### What you are asked to do
Render the records from the line with "every white car" to the line with "(0, 99), (174, 159)", both included, as a Markdown table with columns Row and Line, numbering each line and skipping blank ones.

Detection examples
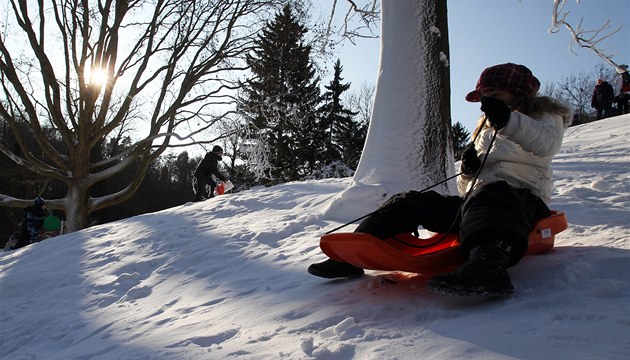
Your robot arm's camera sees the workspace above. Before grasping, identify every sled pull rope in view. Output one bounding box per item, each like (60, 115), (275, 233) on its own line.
(392, 126), (499, 248)
(325, 172), (462, 235)
(324, 117), (499, 241)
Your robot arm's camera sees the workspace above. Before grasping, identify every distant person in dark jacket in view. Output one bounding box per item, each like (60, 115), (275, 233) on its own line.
(615, 64), (630, 115)
(591, 78), (615, 120)
(193, 145), (227, 202)
(14, 195), (48, 249)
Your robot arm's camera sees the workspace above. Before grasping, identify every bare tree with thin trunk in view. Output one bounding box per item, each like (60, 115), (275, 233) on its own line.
(0, 0), (276, 231)
(328, 0), (455, 219)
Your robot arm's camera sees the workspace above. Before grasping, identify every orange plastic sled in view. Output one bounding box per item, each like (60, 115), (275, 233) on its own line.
(319, 211), (567, 274)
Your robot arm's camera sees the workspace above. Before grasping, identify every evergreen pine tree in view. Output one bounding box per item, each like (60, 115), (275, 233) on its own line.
(322, 60), (365, 169)
(239, 5), (323, 183)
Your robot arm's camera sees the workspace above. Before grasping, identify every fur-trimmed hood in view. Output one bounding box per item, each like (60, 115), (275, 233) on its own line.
(518, 96), (573, 129)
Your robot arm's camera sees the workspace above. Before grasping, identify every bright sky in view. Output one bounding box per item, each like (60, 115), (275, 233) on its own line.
(322, 0), (630, 131)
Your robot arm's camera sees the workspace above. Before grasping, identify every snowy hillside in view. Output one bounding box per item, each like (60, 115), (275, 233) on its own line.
(0, 115), (630, 360)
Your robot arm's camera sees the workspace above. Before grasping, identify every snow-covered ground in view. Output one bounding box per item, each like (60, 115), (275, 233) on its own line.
(0, 115), (630, 360)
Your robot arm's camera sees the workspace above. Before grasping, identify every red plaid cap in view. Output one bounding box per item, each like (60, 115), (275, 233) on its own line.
(466, 63), (540, 102)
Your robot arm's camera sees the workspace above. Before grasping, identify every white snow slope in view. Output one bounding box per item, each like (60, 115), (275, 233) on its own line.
(0, 115), (630, 360)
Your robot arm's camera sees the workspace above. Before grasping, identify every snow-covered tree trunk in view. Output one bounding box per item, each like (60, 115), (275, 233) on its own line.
(326, 0), (455, 220)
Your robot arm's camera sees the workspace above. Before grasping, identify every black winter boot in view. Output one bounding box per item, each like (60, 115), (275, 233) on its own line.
(308, 259), (365, 279)
(429, 241), (514, 296)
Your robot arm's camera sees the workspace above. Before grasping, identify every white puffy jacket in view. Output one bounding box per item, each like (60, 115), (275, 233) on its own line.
(457, 97), (573, 204)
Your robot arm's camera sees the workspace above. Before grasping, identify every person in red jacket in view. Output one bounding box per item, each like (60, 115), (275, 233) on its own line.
(193, 145), (232, 202)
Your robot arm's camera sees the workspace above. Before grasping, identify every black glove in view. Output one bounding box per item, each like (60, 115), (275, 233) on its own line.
(461, 143), (481, 175)
(481, 96), (512, 130)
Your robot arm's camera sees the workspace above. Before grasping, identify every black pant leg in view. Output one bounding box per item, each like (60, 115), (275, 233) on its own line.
(459, 181), (550, 266)
(355, 191), (462, 239)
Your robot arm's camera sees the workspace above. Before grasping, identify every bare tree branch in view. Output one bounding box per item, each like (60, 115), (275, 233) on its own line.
(549, 0), (622, 69)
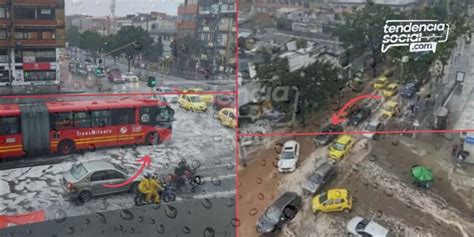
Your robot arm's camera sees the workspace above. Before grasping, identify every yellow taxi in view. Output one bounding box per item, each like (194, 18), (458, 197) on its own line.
(374, 76), (388, 90)
(311, 188), (352, 214)
(217, 108), (237, 128)
(382, 100), (400, 119)
(383, 83), (398, 97)
(329, 135), (355, 160)
(178, 95), (207, 112)
(183, 88), (214, 104)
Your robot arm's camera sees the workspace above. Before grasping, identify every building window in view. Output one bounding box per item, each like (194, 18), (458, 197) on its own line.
(14, 7), (36, 20)
(0, 30), (7, 39)
(0, 7), (10, 18)
(37, 8), (56, 20)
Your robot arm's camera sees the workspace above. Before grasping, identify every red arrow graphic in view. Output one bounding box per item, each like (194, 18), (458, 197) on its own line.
(331, 94), (382, 125)
(102, 156), (151, 188)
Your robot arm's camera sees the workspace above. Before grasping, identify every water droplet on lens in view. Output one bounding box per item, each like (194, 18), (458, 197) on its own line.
(99, 200), (109, 211)
(225, 197), (235, 207)
(249, 207), (258, 216)
(211, 176), (221, 186)
(54, 209), (67, 223)
(95, 213), (107, 225)
(201, 198), (212, 209)
(230, 218), (240, 227)
(156, 224), (165, 234)
(165, 206), (178, 219)
(120, 210), (135, 221)
(191, 160), (201, 169)
(66, 226), (74, 235)
(204, 227), (216, 237)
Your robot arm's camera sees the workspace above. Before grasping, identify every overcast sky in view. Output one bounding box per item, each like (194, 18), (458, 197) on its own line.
(65, 0), (184, 16)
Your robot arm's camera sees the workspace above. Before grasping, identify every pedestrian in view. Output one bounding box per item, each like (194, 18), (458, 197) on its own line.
(452, 142), (459, 156)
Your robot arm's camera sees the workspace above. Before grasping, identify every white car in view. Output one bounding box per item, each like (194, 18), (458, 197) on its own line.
(156, 86), (179, 103)
(346, 216), (394, 237)
(122, 72), (138, 82)
(278, 141), (300, 173)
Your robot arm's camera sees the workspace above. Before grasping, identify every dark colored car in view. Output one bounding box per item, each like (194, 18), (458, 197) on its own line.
(257, 192), (302, 235)
(349, 108), (372, 125)
(214, 95), (235, 111)
(314, 123), (344, 146)
(301, 162), (336, 195)
(400, 81), (421, 98)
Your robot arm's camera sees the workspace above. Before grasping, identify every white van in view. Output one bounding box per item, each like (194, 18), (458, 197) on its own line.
(278, 140), (300, 173)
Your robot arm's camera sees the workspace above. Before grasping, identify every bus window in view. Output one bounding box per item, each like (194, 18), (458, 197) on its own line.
(50, 112), (73, 130)
(112, 109), (135, 125)
(140, 107), (158, 125)
(0, 117), (21, 136)
(74, 112), (91, 128)
(92, 110), (112, 127)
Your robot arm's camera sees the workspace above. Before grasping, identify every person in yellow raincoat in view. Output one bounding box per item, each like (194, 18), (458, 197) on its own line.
(150, 173), (163, 204)
(138, 172), (153, 202)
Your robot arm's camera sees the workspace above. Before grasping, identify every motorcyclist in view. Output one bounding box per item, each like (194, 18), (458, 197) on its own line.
(150, 173), (164, 204)
(138, 172), (153, 202)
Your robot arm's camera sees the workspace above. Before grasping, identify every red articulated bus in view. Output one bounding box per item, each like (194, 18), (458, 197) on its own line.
(0, 99), (174, 159)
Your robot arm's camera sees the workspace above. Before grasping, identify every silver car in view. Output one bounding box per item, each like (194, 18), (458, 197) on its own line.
(301, 162), (336, 195)
(346, 216), (395, 237)
(61, 160), (139, 202)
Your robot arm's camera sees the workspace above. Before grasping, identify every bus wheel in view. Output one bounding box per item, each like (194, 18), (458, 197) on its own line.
(145, 132), (160, 145)
(58, 140), (74, 155)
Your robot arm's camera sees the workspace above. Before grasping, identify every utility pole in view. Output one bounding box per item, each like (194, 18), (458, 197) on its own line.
(7, 0), (16, 94)
(212, 2), (222, 80)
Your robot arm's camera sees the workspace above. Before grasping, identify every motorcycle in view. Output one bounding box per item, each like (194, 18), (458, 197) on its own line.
(168, 166), (202, 193)
(134, 184), (176, 206)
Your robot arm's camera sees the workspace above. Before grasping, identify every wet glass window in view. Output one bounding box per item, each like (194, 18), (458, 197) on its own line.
(91, 171), (107, 182)
(107, 170), (125, 179)
(0, 117), (20, 135)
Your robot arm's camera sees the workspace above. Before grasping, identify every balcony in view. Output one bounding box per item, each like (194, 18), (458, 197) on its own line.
(176, 21), (196, 30)
(14, 19), (61, 27)
(13, 0), (57, 6)
(16, 39), (64, 47)
(178, 5), (198, 15)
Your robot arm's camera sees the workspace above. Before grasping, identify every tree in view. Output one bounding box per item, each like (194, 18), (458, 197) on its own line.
(335, 1), (401, 77)
(171, 35), (200, 69)
(66, 26), (81, 47)
(256, 58), (346, 119)
(79, 30), (104, 59)
(114, 26), (153, 71)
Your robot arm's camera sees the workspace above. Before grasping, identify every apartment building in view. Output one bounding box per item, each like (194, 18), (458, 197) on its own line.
(197, 0), (236, 74)
(176, 0), (198, 38)
(0, 0), (65, 86)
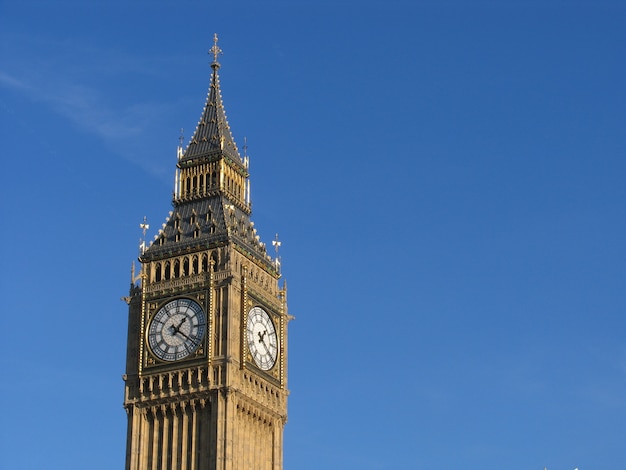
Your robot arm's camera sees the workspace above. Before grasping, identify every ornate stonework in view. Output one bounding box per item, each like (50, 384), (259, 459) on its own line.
(124, 36), (290, 470)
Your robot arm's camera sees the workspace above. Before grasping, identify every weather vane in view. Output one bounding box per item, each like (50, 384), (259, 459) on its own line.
(209, 33), (222, 65)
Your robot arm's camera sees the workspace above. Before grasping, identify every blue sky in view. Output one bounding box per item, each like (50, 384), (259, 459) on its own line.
(0, 0), (626, 470)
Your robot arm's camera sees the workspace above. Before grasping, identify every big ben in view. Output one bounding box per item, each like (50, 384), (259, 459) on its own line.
(124, 36), (290, 470)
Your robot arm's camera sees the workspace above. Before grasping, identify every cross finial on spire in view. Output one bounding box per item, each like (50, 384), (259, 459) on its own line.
(139, 215), (150, 255)
(209, 33), (222, 67)
(272, 234), (282, 272)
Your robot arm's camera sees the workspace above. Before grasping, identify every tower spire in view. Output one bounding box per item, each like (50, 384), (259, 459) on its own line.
(209, 33), (222, 70)
(181, 34), (243, 165)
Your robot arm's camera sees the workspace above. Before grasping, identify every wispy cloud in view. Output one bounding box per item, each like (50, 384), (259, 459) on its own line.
(0, 34), (188, 181)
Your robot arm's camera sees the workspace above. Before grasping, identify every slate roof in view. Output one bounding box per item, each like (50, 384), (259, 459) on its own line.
(141, 46), (275, 269)
(180, 60), (243, 165)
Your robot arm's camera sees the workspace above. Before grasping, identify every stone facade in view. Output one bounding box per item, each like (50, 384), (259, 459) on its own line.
(124, 40), (290, 470)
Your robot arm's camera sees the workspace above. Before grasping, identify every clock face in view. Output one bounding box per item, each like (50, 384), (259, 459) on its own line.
(148, 299), (206, 361)
(246, 307), (278, 370)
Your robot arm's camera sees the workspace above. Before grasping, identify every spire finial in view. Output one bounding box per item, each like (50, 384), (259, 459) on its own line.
(209, 33), (222, 68)
(272, 234), (282, 273)
(139, 215), (150, 255)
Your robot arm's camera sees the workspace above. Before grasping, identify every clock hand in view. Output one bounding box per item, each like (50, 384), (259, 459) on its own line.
(176, 330), (195, 341)
(260, 341), (271, 355)
(257, 330), (267, 343)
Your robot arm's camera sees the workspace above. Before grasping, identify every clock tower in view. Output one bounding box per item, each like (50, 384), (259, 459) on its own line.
(124, 36), (290, 470)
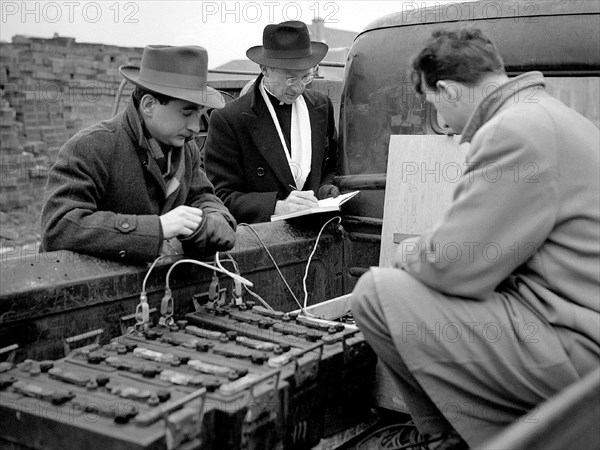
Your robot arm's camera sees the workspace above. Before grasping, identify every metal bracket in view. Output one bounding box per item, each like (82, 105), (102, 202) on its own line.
(0, 344), (19, 363)
(63, 328), (104, 356)
(120, 308), (157, 336)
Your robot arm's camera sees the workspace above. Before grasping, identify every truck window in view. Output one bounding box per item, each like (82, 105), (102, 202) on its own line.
(432, 76), (600, 134)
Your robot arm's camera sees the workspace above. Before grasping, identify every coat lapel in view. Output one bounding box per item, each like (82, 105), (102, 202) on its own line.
(304, 91), (327, 188)
(242, 75), (294, 186)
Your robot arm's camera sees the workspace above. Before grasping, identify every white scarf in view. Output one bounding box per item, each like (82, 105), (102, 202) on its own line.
(259, 83), (312, 190)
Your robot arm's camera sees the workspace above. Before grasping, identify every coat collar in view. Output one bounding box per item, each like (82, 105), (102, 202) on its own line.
(460, 72), (546, 144)
(243, 74), (327, 189)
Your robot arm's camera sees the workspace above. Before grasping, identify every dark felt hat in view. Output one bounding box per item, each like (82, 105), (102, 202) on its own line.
(119, 45), (225, 108)
(246, 20), (329, 70)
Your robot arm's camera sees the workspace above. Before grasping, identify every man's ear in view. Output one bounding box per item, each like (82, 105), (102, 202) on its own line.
(139, 94), (158, 117)
(435, 80), (462, 103)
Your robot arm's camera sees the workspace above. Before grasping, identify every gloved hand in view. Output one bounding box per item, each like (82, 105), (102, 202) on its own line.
(317, 184), (340, 200)
(179, 212), (235, 259)
(206, 213), (235, 251)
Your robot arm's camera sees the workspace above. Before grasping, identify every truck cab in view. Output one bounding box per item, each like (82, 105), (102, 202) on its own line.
(337, 1), (600, 285)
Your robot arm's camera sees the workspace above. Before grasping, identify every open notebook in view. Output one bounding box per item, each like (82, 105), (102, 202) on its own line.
(271, 191), (360, 222)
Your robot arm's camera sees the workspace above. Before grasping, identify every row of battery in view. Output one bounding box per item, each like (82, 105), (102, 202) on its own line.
(0, 307), (371, 449)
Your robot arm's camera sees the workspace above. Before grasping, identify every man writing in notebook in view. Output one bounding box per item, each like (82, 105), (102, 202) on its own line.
(206, 21), (339, 223)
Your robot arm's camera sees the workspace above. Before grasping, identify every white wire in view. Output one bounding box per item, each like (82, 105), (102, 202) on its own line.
(217, 253), (275, 311)
(238, 223), (302, 309)
(302, 216), (342, 315)
(165, 259), (254, 289)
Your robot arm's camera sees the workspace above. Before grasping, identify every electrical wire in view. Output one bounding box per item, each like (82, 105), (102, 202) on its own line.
(165, 259), (254, 289)
(238, 223), (303, 309)
(219, 253), (275, 311)
(300, 216), (342, 315)
(142, 255), (171, 294)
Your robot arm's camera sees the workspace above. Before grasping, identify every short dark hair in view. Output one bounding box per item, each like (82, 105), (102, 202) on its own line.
(411, 27), (504, 94)
(131, 86), (175, 108)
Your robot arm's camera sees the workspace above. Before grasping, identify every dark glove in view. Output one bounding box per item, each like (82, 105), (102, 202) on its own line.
(206, 213), (235, 252)
(179, 212), (235, 259)
(317, 184), (340, 200)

### The answer
| Row | Line |
|---|---|
| 1 | Your robot arm's camera sees the workspace above. Before grasping, identify every white car in view. Output one bounding box per item, each like (194, 18), (458, 197) on its own line. |
| 2 | (156, 86), (179, 103) |
| 3 | (346, 216), (394, 237) |
| 4 | (122, 72), (138, 82) |
| 5 | (278, 141), (300, 173) |
| 6 | Your robot arm's camera sees the workspace above. Before grasping, identify every dark colored car in view. Output one bounding box per item, each like (194, 18), (458, 197) on its own line. |
| 7 | (257, 192), (302, 235) |
| 8 | (349, 108), (372, 125) |
| 9 | (214, 95), (235, 111) |
| 10 | (314, 123), (344, 146) |
| 11 | (301, 162), (336, 195) |
| 12 | (400, 81), (421, 98) |
| 13 | Your robot arm's camera sees the workspace above. Before grasping, identify every white van in view. Output one bounding box per item, each like (194, 18), (458, 197) on its own line. |
| 14 | (278, 140), (300, 173) |
| 15 | Your robot arm's camera sees the workspace above. Before grasping, identify every bus window in view. Output one bounding box per item, each like (194, 18), (458, 197) on its own line. |
| 16 | (50, 112), (73, 130) |
| 17 | (112, 109), (135, 125) |
| 18 | (140, 107), (158, 125) |
| 19 | (0, 117), (21, 136) |
| 20 | (74, 112), (91, 128) |
| 21 | (92, 110), (112, 127) |
| 22 | Your robot arm's camera sees the workspace above. Before grasping, identify every person in yellow raincoat in view. Output one bounding box per item, each like (194, 18), (458, 197) on its own line. |
| 23 | (150, 173), (163, 204) |
| 24 | (138, 172), (153, 202) |
| 25 | Your robot arm's camera sees the workspace above. Before grasping, identify every motorcyclist in view. Output one bounding box per item, each like (194, 18), (458, 197) on its own line. |
| 26 | (150, 173), (164, 204) |
| 27 | (138, 172), (153, 202) |
| 28 | Your robot arm's camera sees the workspace above. Before grasping, identify every red articulated bus in view. Output one bounding box per item, each like (194, 18), (458, 197) on its own line. |
| 29 | (0, 99), (174, 159) |